● Part of a data file:

——————————

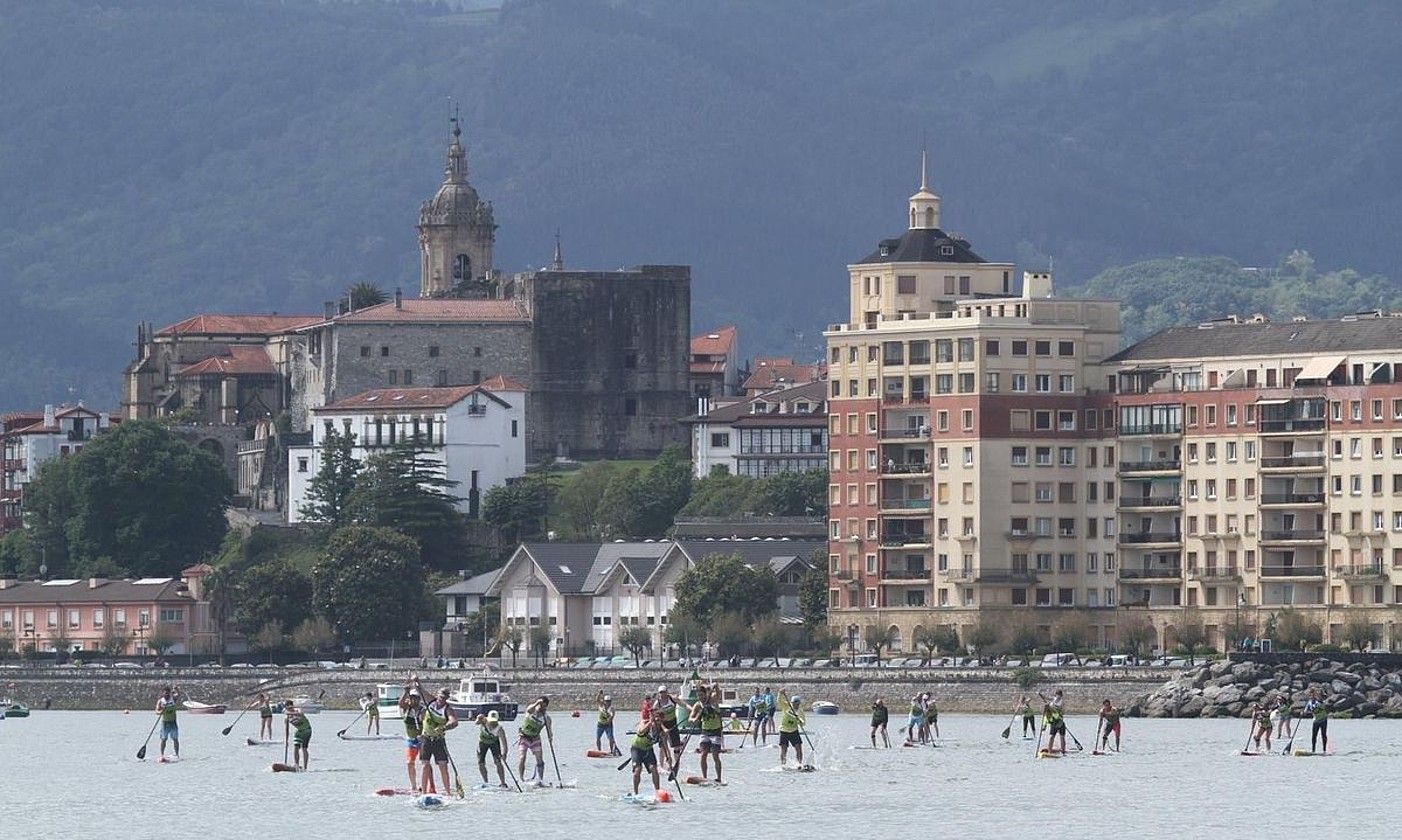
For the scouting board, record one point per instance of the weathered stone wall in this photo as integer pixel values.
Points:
(961, 690)
(611, 354)
(1231, 689)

——————————

● Set problem:
Copy out every line of the entries above word for word, leaving out the pictures.

● Final result:
For the scouting board, record one point per instance of the weathered stone wall in this photo as integer pixel values.
Points:
(961, 690)
(611, 354)
(1231, 689)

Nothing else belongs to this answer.